• **Aim of the task**
Recast the rows below as a numbered list, skipping any blank lines and leaving out the picture.

• **Data section**
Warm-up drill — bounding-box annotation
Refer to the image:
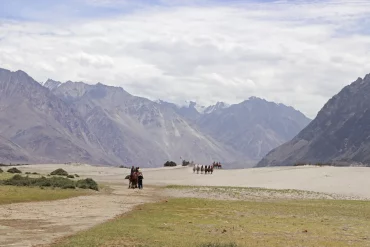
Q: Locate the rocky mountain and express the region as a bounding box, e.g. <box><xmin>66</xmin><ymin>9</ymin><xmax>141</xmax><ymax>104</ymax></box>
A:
<box><xmin>0</xmin><ymin>69</ymin><xmax>116</xmax><ymax>164</ymax></box>
<box><xmin>0</xmin><ymin>69</ymin><xmax>309</xmax><ymax>167</ymax></box>
<box><xmin>196</xmin><ymin>97</ymin><xmax>310</xmax><ymax>162</ymax></box>
<box><xmin>257</xmin><ymin>74</ymin><xmax>370</xmax><ymax>167</ymax></box>
<box><xmin>45</xmin><ymin>81</ymin><xmax>242</xmax><ymax>166</ymax></box>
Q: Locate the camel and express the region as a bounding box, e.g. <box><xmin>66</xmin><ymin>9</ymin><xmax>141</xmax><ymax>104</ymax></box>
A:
<box><xmin>128</xmin><ymin>172</ymin><xmax>138</xmax><ymax>189</ymax></box>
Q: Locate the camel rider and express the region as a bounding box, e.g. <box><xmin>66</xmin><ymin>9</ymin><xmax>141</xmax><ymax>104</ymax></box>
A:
<box><xmin>138</xmin><ymin>168</ymin><xmax>144</xmax><ymax>189</ymax></box>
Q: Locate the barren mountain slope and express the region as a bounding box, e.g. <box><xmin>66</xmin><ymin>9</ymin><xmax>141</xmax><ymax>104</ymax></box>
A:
<box><xmin>258</xmin><ymin>74</ymin><xmax>370</xmax><ymax>167</ymax></box>
<box><xmin>0</xmin><ymin>69</ymin><xmax>115</xmax><ymax>164</ymax></box>
<box><xmin>197</xmin><ymin>97</ymin><xmax>310</xmax><ymax>161</ymax></box>
<box><xmin>53</xmin><ymin>82</ymin><xmax>241</xmax><ymax>166</ymax></box>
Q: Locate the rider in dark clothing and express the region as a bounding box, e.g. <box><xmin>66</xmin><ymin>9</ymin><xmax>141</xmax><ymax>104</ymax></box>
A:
<box><xmin>137</xmin><ymin>171</ymin><xmax>144</xmax><ymax>189</ymax></box>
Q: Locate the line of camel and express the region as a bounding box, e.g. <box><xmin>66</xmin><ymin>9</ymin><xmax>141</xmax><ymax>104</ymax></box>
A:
<box><xmin>193</xmin><ymin>162</ymin><xmax>222</xmax><ymax>174</ymax></box>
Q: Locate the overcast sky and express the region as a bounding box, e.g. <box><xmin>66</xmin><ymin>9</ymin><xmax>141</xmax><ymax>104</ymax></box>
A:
<box><xmin>0</xmin><ymin>0</ymin><xmax>370</xmax><ymax>118</ymax></box>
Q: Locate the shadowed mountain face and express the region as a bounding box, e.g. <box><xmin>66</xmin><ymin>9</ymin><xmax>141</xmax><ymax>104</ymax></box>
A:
<box><xmin>0</xmin><ymin>69</ymin><xmax>115</xmax><ymax>164</ymax></box>
<box><xmin>197</xmin><ymin>97</ymin><xmax>310</xmax><ymax>162</ymax></box>
<box><xmin>257</xmin><ymin>74</ymin><xmax>370</xmax><ymax>167</ymax></box>
<box><xmin>45</xmin><ymin>79</ymin><xmax>242</xmax><ymax>166</ymax></box>
<box><xmin>0</xmin><ymin>69</ymin><xmax>309</xmax><ymax>167</ymax></box>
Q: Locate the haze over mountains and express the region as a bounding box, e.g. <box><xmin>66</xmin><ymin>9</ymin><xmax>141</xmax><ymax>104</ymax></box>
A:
<box><xmin>0</xmin><ymin>69</ymin><xmax>310</xmax><ymax>167</ymax></box>
<box><xmin>257</xmin><ymin>74</ymin><xmax>370</xmax><ymax>167</ymax></box>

• **Exercise result**
1. Warm-up drill — bounding-box annotation
2. Refer to the image:
3. Q: Locate the rocky mountain and express the region as a bounding box, e.g. <box><xmin>66</xmin><ymin>9</ymin><xmax>141</xmax><ymax>104</ymax></box>
4. A:
5. <box><xmin>0</xmin><ymin>69</ymin><xmax>116</xmax><ymax>164</ymax></box>
6. <box><xmin>0</xmin><ymin>69</ymin><xmax>309</xmax><ymax>167</ymax></box>
7. <box><xmin>196</xmin><ymin>97</ymin><xmax>310</xmax><ymax>162</ymax></box>
8. <box><xmin>257</xmin><ymin>74</ymin><xmax>370</xmax><ymax>167</ymax></box>
9. <box><xmin>45</xmin><ymin>81</ymin><xmax>242</xmax><ymax>166</ymax></box>
10. Q: Locate the camel and express the region as a bounding box, e.g. <box><xmin>66</xmin><ymin>9</ymin><xmax>141</xmax><ymax>104</ymax></box>
11. A:
12. <box><xmin>128</xmin><ymin>172</ymin><xmax>138</xmax><ymax>189</ymax></box>
13. Q: Locate the camel rider and express the region as a bounding box, e.g. <box><xmin>66</xmin><ymin>9</ymin><xmax>141</xmax><ymax>104</ymax></box>
14. A:
15. <box><xmin>138</xmin><ymin>168</ymin><xmax>144</xmax><ymax>189</ymax></box>
16. Q: Locate the barren mountain slope and express the region as a bounding box, e.g. <box><xmin>66</xmin><ymin>9</ymin><xmax>141</xmax><ymax>104</ymax></box>
17. A:
18. <box><xmin>258</xmin><ymin>74</ymin><xmax>370</xmax><ymax>167</ymax></box>
19. <box><xmin>0</xmin><ymin>69</ymin><xmax>115</xmax><ymax>164</ymax></box>
20. <box><xmin>197</xmin><ymin>97</ymin><xmax>310</xmax><ymax>161</ymax></box>
21. <box><xmin>53</xmin><ymin>82</ymin><xmax>241</xmax><ymax>166</ymax></box>
22. Q: Locate the rider in dark clothing and express the region as a bounding box, e.g. <box><xmin>66</xmin><ymin>9</ymin><xmax>141</xmax><ymax>104</ymax></box>
23. A:
24. <box><xmin>137</xmin><ymin>171</ymin><xmax>144</xmax><ymax>189</ymax></box>
25. Q: Locate the line of camel and express the region as a bounding box, e.g. <box><xmin>66</xmin><ymin>9</ymin><xmax>141</xmax><ymax>104</ymax></box>
26. A:
27. <box><xmin>193</xmin><ymin>162</ymin><xmax>222</xmax><ymax>174</ymax></box>
28. Q: Locate the overcast sky and express the region as a bounding box, e.g. <box><xmin>66</xmin><ymin>9</ymin><xmax>141</xmax><ymax>104</ymax></box>
29. A:
30. <box><xmin>0</xmin><ymin>0</ymin><xmax>370</xmax><ymax>118</ymax></box>
31. Q: Locate the shadowed mountain face and express the region as a bounding box, e.g. <box><xmin>66</xmin><ymin>9</ymin><xmax>141</xmax><ymax>104</ymax></box>
32. A:
33. <box><xmin>0</xmin><ymin>69</ymin><xmax>115</xmax><ymax>164</ymax></box>
34. <box><xmin>197</xmin><ymin>97</ymin><xmax>310</xmax><ymax>162</ymax></box>
35. <box><xmin>257</xmin><ymin>74</ymin><xmax>370</xmax><ymax>167</ymax></box>
36. <box><xmin>45</xmin><ymin>79</ymin><xmax>242</xmax><ymax>166</ymax></box>
37. <box><xmin>0</xmin><ymin>69</ymin><xmax>309</xmax><ymax>167</ymax></box>
38. Q: Locate the haze over mountains and express the region as a bounding box, e.g. <box><xmin>66</xmin><ymin>9</ymin><xmax>141</xmax><ymax>104</ymax></box>
39. A:
40. <box><xmin>0</xmin><ymin>69</ymin><xmax>310</xmax><ymax>167</ymax></box>
41. <box><xmin>257</xmin><ymin>74</ymin><xmax>370</xmax><ymax>167</ymax></box>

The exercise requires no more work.